++++ TEXT SEGMENT ++++

Wednesday, July 13, 2011

Happy Anniversary

Today marks my first anniversary of a day I never imagined I would face. A day that I am simultaneously very grateful for, and that I wish didn't have to exist.

One year ago today, I met my friend Emily. One year ago tomorrow, I met her parents and my good friends- Jen and Matt.

One year ago on the 11th, I was celebrating with the world as the 2010 FIFA World Cup came to a close. I remember that day vividly: the cheers, the celebrations, the crowd of somewhere around 40,000 people from all over the world gathered to watch the Word Cup Final - Spain vs. Netherlands - on a big screen at the Sandton Fan Park. Indeed for me, that was a great day.

The next day (Monday) was filled with sorrow as we heard news that there had been two terrorist attacks in Uganda: bombing aimed at similar groups who gathered joyously to celebrate this world event. Groups who had no idea how much their lives were about to change.

On Tuesday I woke up to news that one American had died. Not just any American (it wasn't the nationality that hit me so hard)- he was a friend of many of my friends. I didn't know him well, but I had met him once. It was suddenly much, much closer to home. and I felt connected to this tragedy in a way I didn't understand. I desperately wished I could do something, but like most tragedies around the globe: there was little I could do from far away except pray. I did a lot of that...

++++ EXTRACTED INFORMATION ++++

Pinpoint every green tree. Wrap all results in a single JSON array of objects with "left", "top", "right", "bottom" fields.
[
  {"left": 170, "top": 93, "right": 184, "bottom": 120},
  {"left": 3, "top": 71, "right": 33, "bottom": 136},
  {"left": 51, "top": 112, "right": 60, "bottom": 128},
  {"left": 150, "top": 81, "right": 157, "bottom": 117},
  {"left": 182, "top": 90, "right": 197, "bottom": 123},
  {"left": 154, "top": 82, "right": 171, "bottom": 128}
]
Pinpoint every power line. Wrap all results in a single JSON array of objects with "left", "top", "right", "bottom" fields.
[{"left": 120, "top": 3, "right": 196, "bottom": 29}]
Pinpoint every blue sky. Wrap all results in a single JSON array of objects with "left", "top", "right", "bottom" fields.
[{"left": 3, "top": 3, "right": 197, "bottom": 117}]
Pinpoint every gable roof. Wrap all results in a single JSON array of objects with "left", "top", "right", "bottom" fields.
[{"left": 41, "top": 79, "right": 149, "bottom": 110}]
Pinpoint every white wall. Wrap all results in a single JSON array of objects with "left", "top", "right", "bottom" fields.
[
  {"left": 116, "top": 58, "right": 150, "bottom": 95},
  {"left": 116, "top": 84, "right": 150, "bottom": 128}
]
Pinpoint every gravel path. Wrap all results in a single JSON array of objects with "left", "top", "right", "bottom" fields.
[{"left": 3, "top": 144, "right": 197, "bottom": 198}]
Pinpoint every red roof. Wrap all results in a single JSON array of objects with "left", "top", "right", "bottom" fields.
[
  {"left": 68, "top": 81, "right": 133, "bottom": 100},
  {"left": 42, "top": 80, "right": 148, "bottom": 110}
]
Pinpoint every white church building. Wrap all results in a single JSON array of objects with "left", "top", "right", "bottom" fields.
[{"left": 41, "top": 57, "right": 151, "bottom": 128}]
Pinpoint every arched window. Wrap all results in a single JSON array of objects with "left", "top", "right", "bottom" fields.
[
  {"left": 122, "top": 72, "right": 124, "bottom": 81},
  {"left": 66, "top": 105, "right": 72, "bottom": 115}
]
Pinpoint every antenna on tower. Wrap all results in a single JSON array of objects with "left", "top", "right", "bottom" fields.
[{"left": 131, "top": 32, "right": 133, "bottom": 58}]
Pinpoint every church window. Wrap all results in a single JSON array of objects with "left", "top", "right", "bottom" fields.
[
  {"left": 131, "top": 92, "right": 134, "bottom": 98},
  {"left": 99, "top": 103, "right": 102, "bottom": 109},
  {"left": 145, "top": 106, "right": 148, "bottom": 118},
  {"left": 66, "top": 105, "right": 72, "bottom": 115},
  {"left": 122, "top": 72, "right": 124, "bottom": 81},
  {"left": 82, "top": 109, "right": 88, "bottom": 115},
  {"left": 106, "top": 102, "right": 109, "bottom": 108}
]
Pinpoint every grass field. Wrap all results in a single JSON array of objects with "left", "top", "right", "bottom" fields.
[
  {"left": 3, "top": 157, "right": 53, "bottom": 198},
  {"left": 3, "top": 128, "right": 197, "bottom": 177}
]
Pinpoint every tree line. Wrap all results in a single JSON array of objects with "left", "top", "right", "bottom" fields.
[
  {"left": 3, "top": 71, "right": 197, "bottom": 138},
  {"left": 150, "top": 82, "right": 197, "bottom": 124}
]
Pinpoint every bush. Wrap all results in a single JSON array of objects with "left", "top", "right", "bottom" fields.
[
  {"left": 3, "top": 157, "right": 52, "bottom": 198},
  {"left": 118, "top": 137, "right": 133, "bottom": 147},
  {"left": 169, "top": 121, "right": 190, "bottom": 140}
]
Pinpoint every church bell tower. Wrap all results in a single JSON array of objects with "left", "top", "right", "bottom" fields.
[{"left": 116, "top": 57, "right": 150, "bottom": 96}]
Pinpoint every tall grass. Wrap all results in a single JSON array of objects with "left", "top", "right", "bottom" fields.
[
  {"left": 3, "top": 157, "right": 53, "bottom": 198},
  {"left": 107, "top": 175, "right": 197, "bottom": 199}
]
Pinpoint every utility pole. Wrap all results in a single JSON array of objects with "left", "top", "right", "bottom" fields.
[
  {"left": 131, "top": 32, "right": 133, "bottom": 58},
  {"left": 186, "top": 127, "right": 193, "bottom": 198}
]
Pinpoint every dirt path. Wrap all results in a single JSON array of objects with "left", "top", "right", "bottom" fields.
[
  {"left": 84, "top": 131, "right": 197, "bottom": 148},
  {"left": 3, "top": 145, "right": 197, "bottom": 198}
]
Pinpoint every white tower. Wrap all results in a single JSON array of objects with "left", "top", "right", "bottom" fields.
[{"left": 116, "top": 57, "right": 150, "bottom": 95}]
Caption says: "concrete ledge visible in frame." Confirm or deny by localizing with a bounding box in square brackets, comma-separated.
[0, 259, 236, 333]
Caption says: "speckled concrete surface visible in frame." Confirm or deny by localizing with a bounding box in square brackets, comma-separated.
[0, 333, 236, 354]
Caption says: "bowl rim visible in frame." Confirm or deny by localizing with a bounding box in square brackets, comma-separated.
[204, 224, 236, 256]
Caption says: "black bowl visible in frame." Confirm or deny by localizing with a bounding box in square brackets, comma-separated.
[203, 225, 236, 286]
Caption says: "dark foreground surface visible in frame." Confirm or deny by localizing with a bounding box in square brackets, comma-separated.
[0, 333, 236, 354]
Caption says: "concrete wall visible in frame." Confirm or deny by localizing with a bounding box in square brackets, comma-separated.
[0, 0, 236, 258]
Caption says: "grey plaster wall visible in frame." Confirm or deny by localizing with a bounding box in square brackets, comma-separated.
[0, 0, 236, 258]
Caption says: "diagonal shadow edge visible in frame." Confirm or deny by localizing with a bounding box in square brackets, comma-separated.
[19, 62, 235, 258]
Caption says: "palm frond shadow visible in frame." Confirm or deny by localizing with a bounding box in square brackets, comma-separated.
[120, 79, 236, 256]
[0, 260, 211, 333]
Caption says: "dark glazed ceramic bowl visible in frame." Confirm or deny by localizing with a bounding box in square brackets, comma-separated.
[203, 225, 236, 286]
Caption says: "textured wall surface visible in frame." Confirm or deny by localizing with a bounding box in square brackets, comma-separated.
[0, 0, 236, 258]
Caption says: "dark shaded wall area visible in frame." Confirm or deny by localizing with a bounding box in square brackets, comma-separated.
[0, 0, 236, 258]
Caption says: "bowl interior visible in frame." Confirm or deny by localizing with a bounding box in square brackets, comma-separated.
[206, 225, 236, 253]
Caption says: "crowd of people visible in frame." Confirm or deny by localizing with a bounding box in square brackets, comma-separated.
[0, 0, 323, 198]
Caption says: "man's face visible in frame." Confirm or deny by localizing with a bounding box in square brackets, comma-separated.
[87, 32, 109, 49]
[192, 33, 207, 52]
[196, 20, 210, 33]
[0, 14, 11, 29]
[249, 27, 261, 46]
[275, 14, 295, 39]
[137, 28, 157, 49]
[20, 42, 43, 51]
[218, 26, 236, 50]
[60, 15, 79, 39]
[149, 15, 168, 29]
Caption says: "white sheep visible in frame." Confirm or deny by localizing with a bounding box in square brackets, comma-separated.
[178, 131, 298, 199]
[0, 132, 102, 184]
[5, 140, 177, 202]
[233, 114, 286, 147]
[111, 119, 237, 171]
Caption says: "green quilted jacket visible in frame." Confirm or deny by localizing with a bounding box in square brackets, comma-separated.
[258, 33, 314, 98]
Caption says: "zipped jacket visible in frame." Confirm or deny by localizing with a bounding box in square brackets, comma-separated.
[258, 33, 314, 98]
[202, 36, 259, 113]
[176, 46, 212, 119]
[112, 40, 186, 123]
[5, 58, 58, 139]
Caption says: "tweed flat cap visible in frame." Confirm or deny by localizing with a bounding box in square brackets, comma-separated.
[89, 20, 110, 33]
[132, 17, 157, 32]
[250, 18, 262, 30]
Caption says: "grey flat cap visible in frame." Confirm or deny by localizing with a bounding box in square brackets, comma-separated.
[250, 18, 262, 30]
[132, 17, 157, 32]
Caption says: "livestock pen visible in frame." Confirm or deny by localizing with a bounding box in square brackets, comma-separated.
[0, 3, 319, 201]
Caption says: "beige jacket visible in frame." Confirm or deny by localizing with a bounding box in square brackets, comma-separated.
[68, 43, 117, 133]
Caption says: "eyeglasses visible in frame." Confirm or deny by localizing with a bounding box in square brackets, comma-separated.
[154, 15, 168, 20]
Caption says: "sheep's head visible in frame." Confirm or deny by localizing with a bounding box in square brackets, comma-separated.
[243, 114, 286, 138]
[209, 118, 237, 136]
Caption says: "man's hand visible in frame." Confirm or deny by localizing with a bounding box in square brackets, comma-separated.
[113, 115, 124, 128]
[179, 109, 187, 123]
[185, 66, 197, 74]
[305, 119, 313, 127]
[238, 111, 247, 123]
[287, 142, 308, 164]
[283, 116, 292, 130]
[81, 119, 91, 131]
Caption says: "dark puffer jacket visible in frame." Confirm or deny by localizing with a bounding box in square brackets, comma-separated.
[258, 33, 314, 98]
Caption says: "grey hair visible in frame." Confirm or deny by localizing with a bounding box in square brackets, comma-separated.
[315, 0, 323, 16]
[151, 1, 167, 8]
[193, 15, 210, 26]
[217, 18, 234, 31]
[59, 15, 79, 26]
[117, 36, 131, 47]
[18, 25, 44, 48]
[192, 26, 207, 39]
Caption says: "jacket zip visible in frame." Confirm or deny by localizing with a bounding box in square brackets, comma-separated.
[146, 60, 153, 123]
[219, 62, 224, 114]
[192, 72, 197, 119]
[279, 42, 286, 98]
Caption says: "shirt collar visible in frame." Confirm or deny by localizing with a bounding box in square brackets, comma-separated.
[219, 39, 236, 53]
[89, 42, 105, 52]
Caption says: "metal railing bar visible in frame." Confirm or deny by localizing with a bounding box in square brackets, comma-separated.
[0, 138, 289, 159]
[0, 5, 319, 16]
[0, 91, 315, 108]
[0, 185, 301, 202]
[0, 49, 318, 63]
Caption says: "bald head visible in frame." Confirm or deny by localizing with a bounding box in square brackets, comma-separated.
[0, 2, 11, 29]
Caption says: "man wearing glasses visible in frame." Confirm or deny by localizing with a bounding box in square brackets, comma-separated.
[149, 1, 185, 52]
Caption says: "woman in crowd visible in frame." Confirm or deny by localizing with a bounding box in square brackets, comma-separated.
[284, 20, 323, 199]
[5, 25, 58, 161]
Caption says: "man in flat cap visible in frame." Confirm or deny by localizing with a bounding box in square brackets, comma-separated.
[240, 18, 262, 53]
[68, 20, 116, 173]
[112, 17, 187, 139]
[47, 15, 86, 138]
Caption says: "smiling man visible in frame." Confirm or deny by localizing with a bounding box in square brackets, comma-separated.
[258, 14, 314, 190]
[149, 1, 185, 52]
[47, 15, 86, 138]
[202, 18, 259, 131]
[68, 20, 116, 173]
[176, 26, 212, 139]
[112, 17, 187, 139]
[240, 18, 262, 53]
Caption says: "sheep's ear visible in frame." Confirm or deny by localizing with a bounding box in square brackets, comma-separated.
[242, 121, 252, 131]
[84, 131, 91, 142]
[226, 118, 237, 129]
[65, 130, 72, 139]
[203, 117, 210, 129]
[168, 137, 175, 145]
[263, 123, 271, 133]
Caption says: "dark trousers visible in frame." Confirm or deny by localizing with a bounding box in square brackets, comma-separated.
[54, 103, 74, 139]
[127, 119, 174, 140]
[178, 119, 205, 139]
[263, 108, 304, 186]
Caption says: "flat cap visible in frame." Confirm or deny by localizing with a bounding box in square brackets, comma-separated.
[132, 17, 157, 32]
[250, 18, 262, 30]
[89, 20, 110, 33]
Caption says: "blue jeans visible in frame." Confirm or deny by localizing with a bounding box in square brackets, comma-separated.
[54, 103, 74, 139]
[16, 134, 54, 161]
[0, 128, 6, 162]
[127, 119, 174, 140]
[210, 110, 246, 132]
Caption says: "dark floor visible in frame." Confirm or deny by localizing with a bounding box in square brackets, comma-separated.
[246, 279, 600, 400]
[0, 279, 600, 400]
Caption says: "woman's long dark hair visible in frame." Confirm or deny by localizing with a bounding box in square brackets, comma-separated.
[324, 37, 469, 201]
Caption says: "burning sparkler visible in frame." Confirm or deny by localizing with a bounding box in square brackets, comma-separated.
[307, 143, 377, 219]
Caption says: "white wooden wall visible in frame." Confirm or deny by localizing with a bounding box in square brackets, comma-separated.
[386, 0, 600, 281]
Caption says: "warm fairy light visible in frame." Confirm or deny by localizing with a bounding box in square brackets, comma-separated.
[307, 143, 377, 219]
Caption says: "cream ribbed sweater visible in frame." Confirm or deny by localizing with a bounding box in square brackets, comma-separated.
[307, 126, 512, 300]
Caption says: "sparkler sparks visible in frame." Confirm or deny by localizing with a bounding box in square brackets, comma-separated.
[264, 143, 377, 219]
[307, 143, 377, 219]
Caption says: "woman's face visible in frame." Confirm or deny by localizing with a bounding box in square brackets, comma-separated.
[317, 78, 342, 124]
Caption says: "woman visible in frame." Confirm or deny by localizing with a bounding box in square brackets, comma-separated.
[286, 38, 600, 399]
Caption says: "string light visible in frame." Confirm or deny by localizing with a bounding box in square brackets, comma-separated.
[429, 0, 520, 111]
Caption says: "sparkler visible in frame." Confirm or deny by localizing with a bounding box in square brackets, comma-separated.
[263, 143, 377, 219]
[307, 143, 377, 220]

++++

→ WHAT THE EXERCISE ASKS: In the anniversary post, where did the writer watch the 2010 FIFA World Cup Final?

→ ANSWER BELOW: On a big screen at the Sandton Fan Park.